I tuoi compiti
(A) Stabilisci se queste affermazioni concordano con il brano sulla conquista garibaldina del Sud: (i) Francesco II lasciò Napoli senza combattere; (ii) nel racconto di Pazzaglia la ritirata la suona Beppe Tironi; (iii) il generale Lanza scrisse la lettera di armistizio a Napoli. Per ciascuna rispondi sì o no e cita fra virgolette le parole del brano che lo decidono.
(B) Scrivi il seguito del brano sulla conquista garibaldina del Sud, partendo subito dopo l'ultima frase riportata.

Brano estratto
════════

Il 9° capitolo è dedicato al re Francesco II, descritto probabilmente per quello che è stato, un debole, timido, malinconico e probabilmente un po’ fatalista, sopratutto, quando ha abbandonato Napoli, senza combattere.

Ritornando alla narrazione della conquista del Sud, titolo di un brillante pamphlet dell’indimenticabile grande narratore Carlo Alianello, a partire dal 12° capitolo (I pantaloni bianchi si ritirano) si scrive sulla veloce marcia trionfale di Garibaldi alla conquista del povero regno Duo siciliano. Qui naturalmente la descrizione tragicomica di Pazzaglia dà il meglio di tutta l’opera. In primo piano c’è l’opposizione militare dell’esercito borbonico che rasenta il programma di “oggi le comiche”. Prima Lanza, poi Landi, invece di combattere, arretrano in continuazione. Praticamente, ormai come hanno scritto quasi tutti gli storici, tutti gli ufficiali borbonici fanno di tutto per nascondere il proprio tradimento al loro legittimo Re.

Infatti, «quando i garibaldini non ce la fanno più e stanno per essere sopraffatti, – scrive Pazzaglia – la tromba suona la ritirata. Ma non è Beppe Tironi che suona, la tromba è quella del trombettiere borbonico. Tutti – come si dice – non riescono a credere alle proprie orecchie, né le camicie rosse, né i pantaloni bianchi. La carrozza del generale Landi si allontana verso l’abitato di Calatafimi, […]I soldati borbonici, increduli, cominciano a ritirarsi ordinatamente, protetti dalla cavalleria». Nota Pazzaglia, «c’è perfino la cavalleria, come mai non viene lanciata verso i garibaldini esausti, che crollano a terra per la stanchezza tra i loro trentadue morti e centinaia di feriti?».

Sempre a riguardo dei tradimenti degli ufficiali borbonici, Pazzaglia dà conto della raccapricciante e umiliante lettera di armistizio, scritta a Palermo, dal generale Lanza,  indirizzata a Sua Eccellenza, il generale Garibaldi. E qui c’è la frase volgare, irriguardosa diretta a Lanza di Pazzaglia, che sull’episodio cita il commento dell’ammiraglio inglese Mundy, l’eminenza grigia che ha seguito dalla sua nave tutta la spedizione garibaldina. Il Mundy facendo riferimento a Garibaldi, così commentava: «[…]L’uomo che fino a quel momento era stato stigmatizzato con gli epiteti più vituperosi della umana natura e denunziato nei proclami come un pirata, un ribelle, un filibustiere, eccolo elevato al titolo di Generale e di Eccellenza[…]».

════════

Materiale fornito
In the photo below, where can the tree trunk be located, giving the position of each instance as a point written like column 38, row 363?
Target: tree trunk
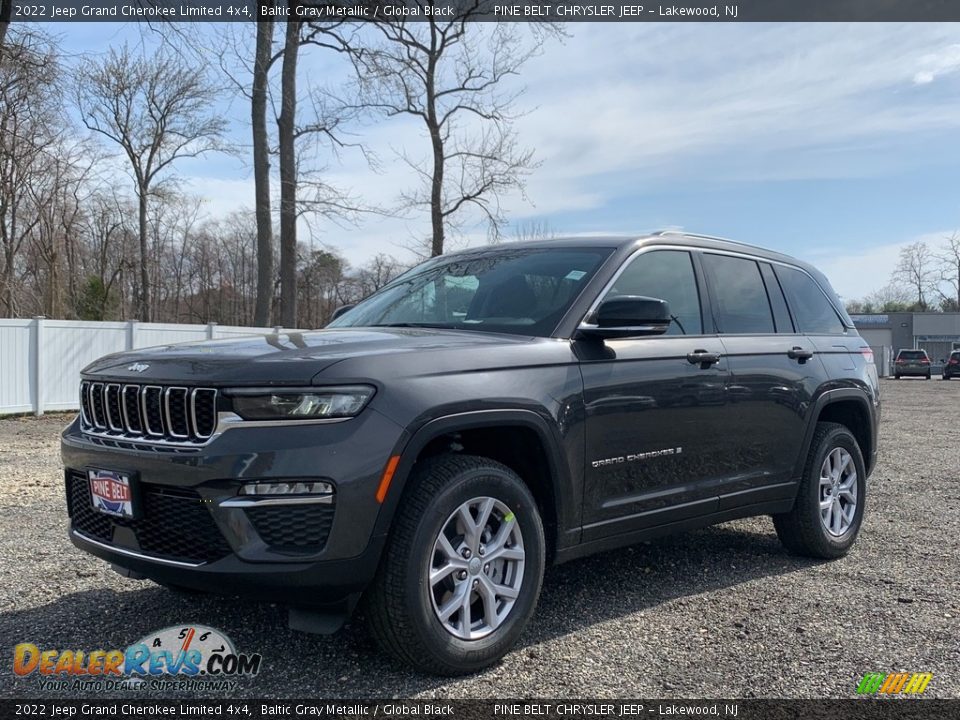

════════

Le risposte
(A)
(i) Sì: "quando ha abbandonato Napoli, senza combattere".
(ii) No: "Ma non è Beppe Tironi che suona, la tromba è quella del trombettiere borbonico."
(iii) No: "lettera di armistizio, scritta a Palermo, dal generale Lanza".

(B)
Soltanto un ufficiale, si è distinto, facendo il proprio dovere di soldato, mi riferisco al maggiore Ferdinando Beneventano Del Bosco, che si è battuto come un leone in quel di Milazzo e per poco non riusciva ad avere la meglio dei garibaldini. La terza battaglia della Sicilia, quella di Milazzo,viene descritta da Pazzaglia in modo dettagliato.

Il 19 capitolo del libro è dedicato a «quella canaglia di Nino Bixio». E subito il pensiero si rivolge alla carognata di Bronte, dove gli eccidi diventano stragi.

Ma ritorniamo alla spedizione, il testo racconta degli ultimi avvenimenti, l’arrivo di Garibaldi a Napoli, mentre prima Francesco II abbandona precipitosamente la capitale. Liborio Romano, ultimo ministro napoletano, prepara l’arrivo del generale “liberatore”, si fa aiutare dai capi camorristi e anche da quelle donne, sempre prime a correre tra le braccia del vincitore. Naturalmente Pazzaglia è attento a descrivere la “sacra” scena dell’arrivo col treno e poi della festa.

Poi si passa alla battaglia del Volturno, che non mormorò. Qui l’autore descrive la battaglia, Garibaldi si posiziona sempre su un altura per trovarsi contemporaneamente fuori pericolo, è successo anche a Calatafimi. Peraltro secondo Pazzaglia, era una abitudine del generale, vedere le battaglie dall’alto, ecco perché la “fortuna”, ha sempre accompagnato il nostro eroe. Viene colpito soltanto sull’Aspromonte, dal fuoco”amico”.

E per concludere, l’ultima battaglia, quella della fortezza di Gaeta, l’unica volta che Francesco II abbia resistito insieme alla sua giovane regina Maria Sofia. Anche qui Pazzaglia da inviato di un giornale inesistente, racconta gli avvenimenti, l’eroismo dei soldati napoletani, insieme ai loro ufficiali rimasti fedeli al loro Re. I piemontesi dal mare vomitano migliaia di bombe sull’inerme fortezza che alla fine deve arrendersi. E quindi non rimangono che «gli occhi per piangere».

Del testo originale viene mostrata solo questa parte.